Data items:
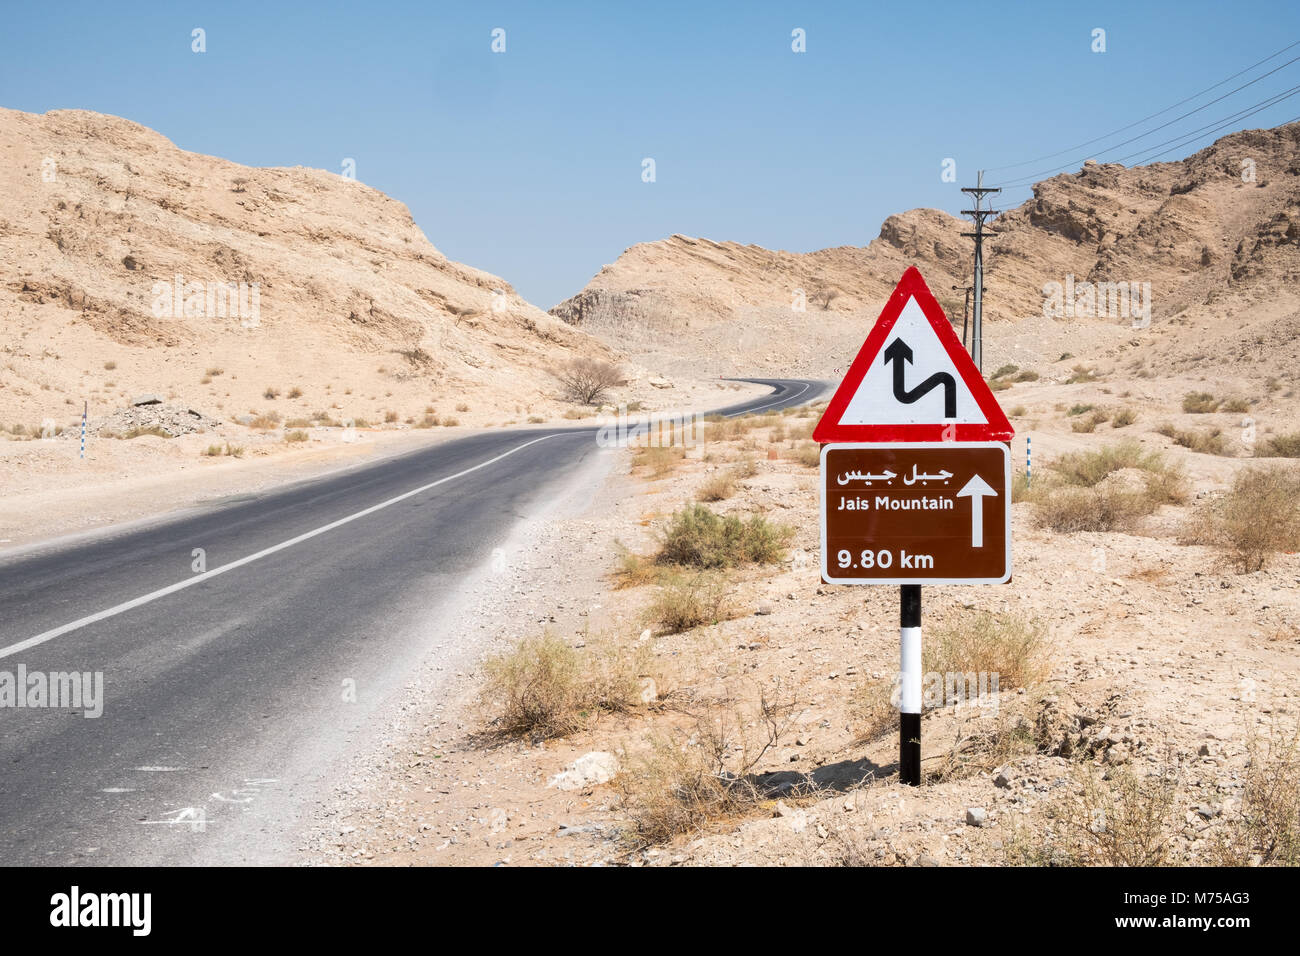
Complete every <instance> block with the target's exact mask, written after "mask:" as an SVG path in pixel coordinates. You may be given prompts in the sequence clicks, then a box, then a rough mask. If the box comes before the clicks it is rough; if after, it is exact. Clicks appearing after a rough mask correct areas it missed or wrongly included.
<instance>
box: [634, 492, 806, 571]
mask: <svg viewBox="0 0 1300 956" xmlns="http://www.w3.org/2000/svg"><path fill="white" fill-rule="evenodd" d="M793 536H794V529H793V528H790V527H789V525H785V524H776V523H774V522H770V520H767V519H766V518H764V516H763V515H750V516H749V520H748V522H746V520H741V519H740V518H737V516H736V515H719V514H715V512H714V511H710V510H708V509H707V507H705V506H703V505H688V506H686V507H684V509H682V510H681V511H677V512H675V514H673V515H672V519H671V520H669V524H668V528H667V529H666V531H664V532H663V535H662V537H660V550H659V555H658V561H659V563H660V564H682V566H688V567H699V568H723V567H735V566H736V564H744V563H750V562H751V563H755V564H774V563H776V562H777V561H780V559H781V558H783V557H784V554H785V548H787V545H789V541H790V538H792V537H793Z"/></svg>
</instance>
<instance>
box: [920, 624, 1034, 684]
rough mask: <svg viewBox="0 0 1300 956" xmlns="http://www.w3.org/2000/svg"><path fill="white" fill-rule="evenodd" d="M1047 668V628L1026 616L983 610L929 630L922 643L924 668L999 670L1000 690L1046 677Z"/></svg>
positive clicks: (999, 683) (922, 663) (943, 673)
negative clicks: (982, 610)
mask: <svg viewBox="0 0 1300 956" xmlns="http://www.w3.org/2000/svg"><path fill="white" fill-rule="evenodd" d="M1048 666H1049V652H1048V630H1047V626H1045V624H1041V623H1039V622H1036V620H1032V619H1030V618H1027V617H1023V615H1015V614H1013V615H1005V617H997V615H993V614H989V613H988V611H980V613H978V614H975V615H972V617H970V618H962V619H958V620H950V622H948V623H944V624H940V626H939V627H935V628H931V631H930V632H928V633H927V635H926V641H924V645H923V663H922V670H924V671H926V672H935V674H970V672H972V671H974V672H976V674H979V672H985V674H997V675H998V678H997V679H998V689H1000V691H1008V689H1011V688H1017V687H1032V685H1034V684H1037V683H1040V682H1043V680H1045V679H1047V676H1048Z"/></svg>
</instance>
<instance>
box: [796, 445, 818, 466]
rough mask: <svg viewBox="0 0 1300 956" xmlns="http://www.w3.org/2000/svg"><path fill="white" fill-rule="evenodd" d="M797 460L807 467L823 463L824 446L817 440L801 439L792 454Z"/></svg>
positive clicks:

▶ [PROBLEM STATEMENT]:
What is needed is an exact printout of all the entries, without the pictures.

▶ [TASK SOLUTION]:
Complete every <instance> block with the target's exact mask, written after "mask:" as an SVG path in pixel coordinates. You may be given prompts in the sequence clicks, then a box, then a rough mask. If the box comes before the clicks it is rough; if after, it is exact. Clicks appearing after a rough mask correct areas it missed or wrongly included.
<instance>
box: [634, 492, 806, 571]
mask: <svg viewBox="0 0 1300 956" xmlns="http://www.w3.org/2000/svg"><path fill="white" fill-rule="evenodd" d="M793 536H794V529H793V528H790V527H789V525H785V524H776V523H774V522H770V520H767V519H766V518H764V516H763V515H750V516H749V520H748V522H746V520H741V519H740V518H737V516H736V515H719V514H715V512H714V511H710V510H708V509H707V507H705V506H703V505H688V506H686V507H684V509H682V510H681V511H677V512H675V514H673V515H672V519H671V520H669V524H668V528H667V529H666V531H664V532H663V535H662V537H660V550H659V555H658V561H659V563H660V564H682V566H688V567H699V568H723V567H735V566H736V564H744V563H750V562H751V563H755V564H774V563H776V562H777V561H780V559H781V558H783V557H784V554H785V548H787V545H789V541H790V538H792V537H793Z"/></svg>
</instance>
<instance>
box: [920, 624, 1034, 684]
rough mask: <svg viewBox="0 0 1300 956" xmlns="http://www.w3.org/2000/svg"><path fill="white" fill-rule="evenodd" d="M1047 668V628L1026 616L983 610L929 630L922 643L924 668L999 670L1000 690L1046 677Z"/></svg>
positive clicks: (999, 683) (922, 663) (943, 673)
negative clicks: (982, 610)
mask: <svg viewBox="0 0 1300 956" xmlns="http://www.w3.org/2000/svg"><path fill="white" fill-rule="evenodd" d="M1048 666H1049V652H1048V630H1047V626H1045V624H1041V623H1039V622H1036V620H1032V619H1030V618H1027V617H1023V615H1015V614H1013V615H1005V617H997V615H993V614H989V613H988V611H980V613H978V614H975V615H972V617H970V618H962V619H958V620H950V622H948V623H944V624H940V626H939V627H935V628H931V631H930V632H928V633H927V635H926V641H924V645H923V663H922V670H924V671H926V672H935V674H970V672H972V671H974V672H976V674H979V672H985V674H997V675H998V678H997V679H998V689H1000V691H1008V689H1011V688H1017V687H1032V685H1034V684H1037V683H1040V682H1043V680H1045V679H1047V676H1048Z"/></svg>
</instance>
<instance>
box: [796, 445, 818, 466]
rough mask: <svg viewBox="0 0 1300 956" xmlns="http://www.w3.org/2000/svg"><path fill="white" fill-rule="evenodd" d="M797 460L807 467L823 463L824 446L817 440L801 439L792 454Z"/></svg>
positive clicks:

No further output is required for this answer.